Records from a data collection

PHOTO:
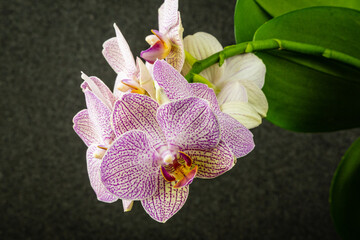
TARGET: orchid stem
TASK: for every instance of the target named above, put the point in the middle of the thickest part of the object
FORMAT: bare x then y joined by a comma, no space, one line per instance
190,58
264,45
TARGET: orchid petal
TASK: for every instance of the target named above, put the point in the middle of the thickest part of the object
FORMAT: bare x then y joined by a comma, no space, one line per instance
257,98
156,51
145,78
166,201
244,67
214,162
129,169
235,135
118,54
174,84
243,112
84,127
119,87
202,45
99,114
189,124
202,91
232,91
168,15
127,205
93,166
99,88
137,112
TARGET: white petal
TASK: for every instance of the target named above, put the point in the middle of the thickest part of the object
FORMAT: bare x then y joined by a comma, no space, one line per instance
202,45
145,80
127,57
245,67
232,91
256,98
242,112
127,205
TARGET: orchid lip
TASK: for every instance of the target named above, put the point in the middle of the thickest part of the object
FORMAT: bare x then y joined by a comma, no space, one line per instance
182,174
159,49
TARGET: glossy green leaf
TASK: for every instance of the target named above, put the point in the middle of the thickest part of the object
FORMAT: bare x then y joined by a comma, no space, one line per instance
248,17
313,94
278,7
251,14
345,194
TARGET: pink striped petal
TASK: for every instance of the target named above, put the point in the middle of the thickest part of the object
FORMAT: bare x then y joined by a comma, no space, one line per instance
235,135
127,205
99,88
99,114
212,163
85,128
118,54
166,201
168,15
137,112
189,124
156,51
174,84
93,166
129,169
202,91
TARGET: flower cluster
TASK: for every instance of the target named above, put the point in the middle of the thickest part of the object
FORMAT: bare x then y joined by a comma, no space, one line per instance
155,133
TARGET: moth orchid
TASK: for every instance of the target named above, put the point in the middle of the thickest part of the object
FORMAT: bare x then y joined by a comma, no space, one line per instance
160,149
239,80
131,77
93,127
174,85
167,42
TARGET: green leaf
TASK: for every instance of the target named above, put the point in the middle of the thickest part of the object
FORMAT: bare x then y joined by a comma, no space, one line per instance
248,17
345,194
313,94
251,14
278,7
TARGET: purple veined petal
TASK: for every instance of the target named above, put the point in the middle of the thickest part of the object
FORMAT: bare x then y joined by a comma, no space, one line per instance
85,128
166,201
202,91
174,84
99,88
168,15
189,124
93,166
176,57
137,112
235,135
212,163
145,79
127,205
100,115
156,51
129,169
118,54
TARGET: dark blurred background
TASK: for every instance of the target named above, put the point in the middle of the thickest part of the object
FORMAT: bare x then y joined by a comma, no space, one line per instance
279,191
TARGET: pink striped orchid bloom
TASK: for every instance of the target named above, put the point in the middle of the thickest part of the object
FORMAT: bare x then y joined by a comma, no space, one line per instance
175,86
93,127
132,77
167,42
159,150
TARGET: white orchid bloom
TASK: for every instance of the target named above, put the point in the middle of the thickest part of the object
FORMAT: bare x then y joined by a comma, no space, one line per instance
238,81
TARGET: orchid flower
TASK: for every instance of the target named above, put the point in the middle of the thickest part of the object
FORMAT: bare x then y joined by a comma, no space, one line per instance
131,77
174,85
239,80
160,149
93,127
167,42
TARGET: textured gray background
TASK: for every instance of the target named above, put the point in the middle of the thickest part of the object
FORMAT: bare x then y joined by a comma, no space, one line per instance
279,191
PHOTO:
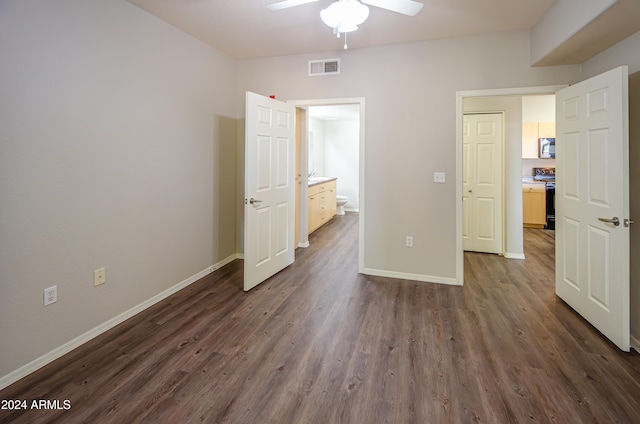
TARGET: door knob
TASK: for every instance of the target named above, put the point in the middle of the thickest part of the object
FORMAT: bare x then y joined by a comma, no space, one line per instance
615,221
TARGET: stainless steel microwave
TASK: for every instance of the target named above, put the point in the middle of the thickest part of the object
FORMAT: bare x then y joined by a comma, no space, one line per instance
547,148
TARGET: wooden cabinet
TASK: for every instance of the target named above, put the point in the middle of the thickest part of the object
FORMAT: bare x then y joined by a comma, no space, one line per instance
322,204
534,208
531,132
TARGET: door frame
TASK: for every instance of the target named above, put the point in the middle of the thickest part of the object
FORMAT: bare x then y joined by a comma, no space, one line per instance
460,96
303,239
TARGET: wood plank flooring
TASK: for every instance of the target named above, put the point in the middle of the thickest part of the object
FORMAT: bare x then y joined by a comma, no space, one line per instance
319,343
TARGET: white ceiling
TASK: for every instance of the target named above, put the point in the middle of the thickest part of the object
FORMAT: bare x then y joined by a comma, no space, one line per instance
245,29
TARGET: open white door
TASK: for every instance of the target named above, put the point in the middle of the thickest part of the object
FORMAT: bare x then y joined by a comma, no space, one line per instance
592,202
269,216
482,183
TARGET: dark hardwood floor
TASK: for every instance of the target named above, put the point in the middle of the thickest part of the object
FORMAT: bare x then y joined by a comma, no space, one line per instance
319,343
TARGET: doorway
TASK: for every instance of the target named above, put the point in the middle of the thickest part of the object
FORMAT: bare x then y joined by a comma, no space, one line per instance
331,114
496,100
482,199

## Aim
Restate the records word for word, omitting images.

## Finished exercise
PHOTO:
TARGET: orchid stem
TASK: for every instance of the target named above, put the point in the middle of the thickest part of the object
FORMAT: bare x then y joined by a comma, no space, one line per instance
190,58
264,45
TARGET: orchid petal
TASK: for every instance of the target named above, put the point in the middle of the thickest part of the object
FORMAT: bare x then y joined by a comma, no space, one line per instance
257,98
156,51
145,78
166,201
244,67
214,162
129,169
235,135
118,54
174,84
243,112
84,127
119,87
202,45
99,114
189,124
202,91
232,91
168,15
127,205
93,166
99,88
137,112
TARGET: white petal
TASK: for every instance of the target named above, put the point in the middle of the thickest part of the object
FORMAT: bare x then y joined by a comma, no space, one line per instance
202,45
145,80
127,57
245,67
232,91
256,98
242,112
127,205
TARGET: orchid lip
TASK: for every instance of the target named above, put the point in the middle of the thickest part of the object
FORMAT: bare x then y joined by a comma, no space, one line per instance
182,174
159,49
TARGET: glossy green leaf
TASK: for every instance of the target named above, put the point in the middle of the thickest part of the object
FORMAT: bare x then y joined by a comma, no space, one line per instance
248,17
313,94
278,7
251,14
345,194
TARGET: pink striped petal
TASK: for every instance of the target named above, put the point in the middle of the thickest part of the object
FORMAT: bare x then y joined by a comma, no space, one line per instance
235,135
127,205
99,88
99,114
212,163
85,128
118,54
166,201
168,15
137,112
189,124
156,51
174,84
93,166
129,169
202,91
TARGET: flower cluster
TASK: for every instance of the target named above, put the point in the middle of the thickest part of the object
FORMAT: bare x then y joined by a comma, no space, one line per instance
155,133
TARGET: moth orchid
TASK: for every instance of the target named above, put the point in the middle of the thickest part of the object
FORMAT: bare x then y joined by a comma, no space, one line per instance
160,149
239,80
131,77
93,127
174,85
167,42
TARGET: green leaf
TASK: for every instance of the target named above, put the point in the middle of the thickest part of the object
FORMAT: bare x then y joined by a comma, no space, one line per instance
248,17
345,194
313,94
251,14
278,7
TARGET: purple veined petal
TASK: for every instance of the target named above, put the point in the middle of the thickest part of the object
FORMAT: bare x then y joined by a comma, no space, one line per instance
85,128
166,201
202,91
174,84
99,88
168,15
189,124
93,166
176,57
137,112
235,135
212,163
145,79
127,205
100,115
156,51
129,169
118,54
TARGET: dark blurred background
TASK: for every instance of the target named above, put the point in the middle of the thickest part of the object
FORMAT: bare x then y joined by a comma, no space, one line per instance
279,191
TARGET: pink striped orchid bloom
TASK: for every instance of the target named above, put the point in the middle of the thickest part of the object
FORMAT: bare x then y joined by a comma, no space, one line per instance
175,86
93,127
132,77
167,42
159,150
TARGET: white orchid bloom
TASK: for every instance of the target named above, put the point in the middle of the thickest part of the object
FORMAT: bare x then y joined by a comma, no space, one line per instance
238,81
TARGET: orchid flower
TASK: for every instance of the target named above, put the point in the middle of the thickest part of the object
FORMAT: bare x then y joined by a comma, no space, one line per instance
131,77
174,85
239,80
160,149
93,127
167,42
TARGET: textured gray background
TASK: for every instance of the target named above, put the point in the middle of the thickest part of the object
FORMAT: bare x then y joined by a comma, no space, one line per instance
279,191
PHOTO:
TARGET: door knob
TASK: for every instance of the target named above, put the point in the middle of the thickest part of the object
FORMAT: bare x then y joined by a comma, no space, one line per instance
615,221
TARGET: stainless steel microwave
TASK: for every instance of the target named above, put the point in the middle of the thickest part of the object
FORMAT: bare x then y joined by a comma, no space, one line per instance
547,148
TARGET: wooden cabinet
TASK: for every instance of the target named above, put the point in the middle of the thickest part of the object
FORMAT: bare x then y joined by a comma, no space, one line per instance
322,204
534,208
531,132
TARGET: door frame
TASK: for every instance of the target named above, put the point in the middle of the thickest part of the object
FORMAT: bare x then y joined by a comma, no space, one line per instance
460,96
303,239
TARGET: wood plank flooring
TASK: for every instance of the target named above, put the point in the middle of the thickest part of the object
FORMAT: bare x then y joined by a comma, no space, one line per instance
319,343
TARGET: white ceiling
TASK: for every instance of the target named above, put the point in the middle of the thickest part of the object
FORMAT: bare x then y joined by a comma, no space, one line per instance
245,29
TARGET: open white door
TASK: for every instance of the target named above, put the point in the middle of the thickest part of the object
FORMAT: bare x then y joined by a comma, no space, one line per instance
592,202
269,216
482,183
TARGET: dark hardwood floor
TASK: for every instance of the target named above, put the point in the middle of the thickest part of the object
FORMAT: bare x then y joined by a comma, no space, one line per instance
319,343
TARGET: doorway
TASK: for every instance of the target named above, put the point in the middle of the thickest part of the object
FORMAT: bare x then y joined by a comma, no space, one line per instance
331,114
496,100
482,199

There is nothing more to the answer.